- [Stated task] Report how many lines in the entries below contain the word "grateful", giving only the number.

- [Input rows]

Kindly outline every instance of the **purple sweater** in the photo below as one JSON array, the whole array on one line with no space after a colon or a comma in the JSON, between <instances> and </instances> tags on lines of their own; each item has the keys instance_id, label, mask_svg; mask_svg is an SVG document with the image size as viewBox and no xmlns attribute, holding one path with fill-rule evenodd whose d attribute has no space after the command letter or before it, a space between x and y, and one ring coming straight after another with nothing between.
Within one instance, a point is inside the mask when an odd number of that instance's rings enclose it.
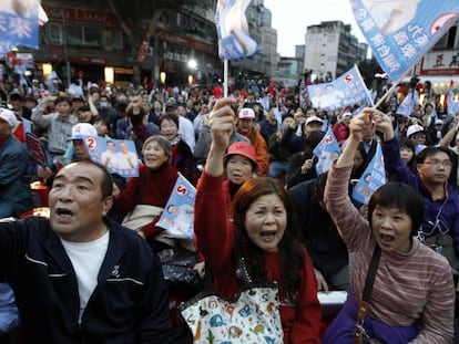
<instances>
[{"instance_id":1,"label":"purple sweater","mask_svg":"<svg viewBox=\"0 0 459 344\"><path fill-rule=\"evenodd\" d=\"M349 249L350 290L361 300L368 264L376 244L368 221L348 197L351 167L332 166L324 201ZM455 285L448 261L412 239L408 253L382 250L368 315L388 325L408 326L420 321L411 343L451 343Z\"/></svg>"}]
</instances>

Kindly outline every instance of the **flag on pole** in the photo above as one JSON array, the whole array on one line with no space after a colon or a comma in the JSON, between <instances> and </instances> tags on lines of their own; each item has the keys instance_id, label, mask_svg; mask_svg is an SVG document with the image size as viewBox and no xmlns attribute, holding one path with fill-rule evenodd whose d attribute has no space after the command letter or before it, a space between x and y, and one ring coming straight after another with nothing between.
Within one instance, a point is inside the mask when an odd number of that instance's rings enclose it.
<instances>
[{"instance_id":1,"label":"flag on pole","mask_svg":"<svg viewBox=\"0 0 459 344\"><path fill-rule=\"evenodd\" d=\"M415 105L420 104L419 92L417 90L410 90L405 96L404 101L398 105L396 114L409 117L412 114Z\"/></svg>"},{"instance_id":2,"label":"flag on pole","mask_svg":"<svg viewBox=\"0 0 459 344\"><path fill-rule=\"evenodd\" d=\"M350 0L382 70L401 80L459 15L457 0Z\"/></svg>"},{"instance_id":3,"label":"flag on pole","mask_svg":"<svg viewBox=\"0 0 459 344\"><path fill-rule=\"evenodd\" d=\"M353 189L353 198L363 205L367 205L373 192L385 184L384 155L381 146L378 144L375 156Z\"/></svg>"},{"instance_id":4,"label":"flag on pole","mask_svg":"<svg viewBox=\"0 0 459 344\"><path fill-rule=\"evenodd\" d=\"M327 133L325 133L316 148L314 148L313 153L317 157L317 175L327 171L333 161L341 155L341 149L333 133L332 126L328 128Z\"/></svg>"},{"instance_id":5,"label":"flag on pole","mask_svg":"<svg viewBox=\"0 0 459 344\"><path fill-rule=\"evenodd\" d=\"M357 66L329 83L307 85L313 107L335 111L361 101L371 102L367 86ZM373 104L373 103L370 103Z\"/></svg>"},{"instance_id":6,"label":"flag on pole","mask_svg":"<svg viewBox=\"0 0 459 344\"><path fill-rule=\"evenodd\" d=\"M218 0L215 25L218 37L218 55L222 60L236 60L253 55L256 41L248 33L245 10L252 0Z\"/></svg>"},{"instance_id":7,"label":"flag on pole","mask_svg":"<svg viewBox=\"0 0 459 344\"><path fill-rule=\"evenodd\" d=\"M447 96L447 108L448 115L456 116L459 114L459 101L455 101L455 94L458 93L457 88L451 88L448 91Z\"/></svg>"},{"instance_id":8,"label":"flag on pole","mask_svg":"<svg viewBox=\"0 0 459 344\"><path fill-rule=\"evenodd\" d=\"M161 213L157 227L164 228L169 237L193 239L195 187L181 174Z\"/></svg>"}]
</instances>

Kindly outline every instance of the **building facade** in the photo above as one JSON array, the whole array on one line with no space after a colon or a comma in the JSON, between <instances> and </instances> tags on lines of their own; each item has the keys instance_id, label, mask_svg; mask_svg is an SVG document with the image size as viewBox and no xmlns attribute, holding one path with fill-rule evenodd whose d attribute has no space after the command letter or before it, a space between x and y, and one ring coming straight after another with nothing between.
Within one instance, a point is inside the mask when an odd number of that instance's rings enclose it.
<instances>
[{"instance_id":1,"label":"building facade","mask_svg":"<svg viewBox=\"0 0 459 344\"><path fill-rule=\"evenodd\" d=\"M223 79L214 20L216 2L203 0L198 9L171 9L161 15L155 34L146 42L142 81L210 85ZM42 6L49 22L41 28L40 46L21 50L33 54L35 76L45 76L51 65L69 83L74 77L106 81L108 69L115 84L132 80L134 56L121 22L109 7L86 0L43 0ZM263 0L254 0L246 14L258 51L231 62L230 76L243 72L268 79L276 70L277 33L271 28L272 14ZM150 17L139 13L135 20L146 23Z\"/></svg>"},{"instance_id":2,"label":"building facade","mask_svg":"<svg viewBox=\"0 0 459 344\"><path fill-rule=\"evenodd\" d=\"M323 81L340 76L364 61L368 45L350 33L350 24L326 21L306 30L304 69Z\"/></svg>"}]
</instances>

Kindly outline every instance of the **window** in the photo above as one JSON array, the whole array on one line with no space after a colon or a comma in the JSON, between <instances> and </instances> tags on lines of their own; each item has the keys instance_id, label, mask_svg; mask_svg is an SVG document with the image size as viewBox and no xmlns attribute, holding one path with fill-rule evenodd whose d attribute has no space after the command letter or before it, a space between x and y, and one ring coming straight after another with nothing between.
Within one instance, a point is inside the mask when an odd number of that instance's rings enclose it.
<instances>
[{"instance_id":1,"label":"window","mask_svg":"<svg viewBox=\"0 0 459 344\"><path fill-rule=\"evenodd\" d=\"M84 45L102 46L102 30L99 28L84 28Z\"/></svg>"},{"instance_id":2,"label":"window","mask_svg":"<svg viewBox=\"0 0 459 344\"><path fill-rule=\"evenodd\" d=\"M57 23L47 24L48 35L51 44L62 44L62 28Z\"/></svg>"},{"instance_id":3,"label":"window","mask_svg":"<svg viewBox=\"0 0 459 344\"><path fill-rule=\"evenodd\" d=\"M83 45L83 30L81 27L67 27L67 43L70 45Z\"/></svg>"}]
</instances>

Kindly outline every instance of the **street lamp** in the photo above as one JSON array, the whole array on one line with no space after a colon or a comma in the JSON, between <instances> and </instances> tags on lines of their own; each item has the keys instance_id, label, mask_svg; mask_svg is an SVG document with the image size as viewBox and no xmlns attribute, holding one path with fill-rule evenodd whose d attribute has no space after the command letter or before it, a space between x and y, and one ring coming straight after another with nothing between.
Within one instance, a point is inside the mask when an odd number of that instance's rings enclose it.
<instances>
[{"instance_id":1,"label":"street lamp","mask_svg":"<svg viewBox=\"0 0 459 344\"><path fill-rule=\"evenodd\" d=\"M191 60L188 61L188 69L191 69L191 70L195 70L195 69L197 69L197 62L196 62L196 60L191 59Z\"/></svg>"},{"instance_id":2,"label":"street lamp","mask_svg":"<svg viewBox=\"0 0 459 344\"><path fill-rule=\"evenodd\" d=\"M194 82L194 71L197 69L197 62L194 59L188 61L188 69L192 70L192 73L188 75L188 85L192 85Z\"/></svg>"}]
</instances>

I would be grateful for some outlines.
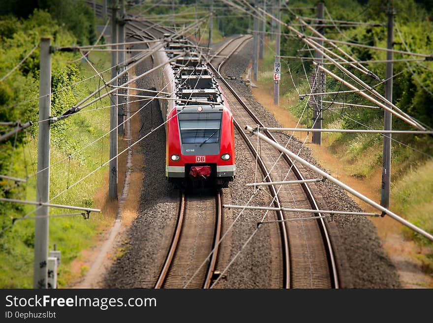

- [Task answer] 1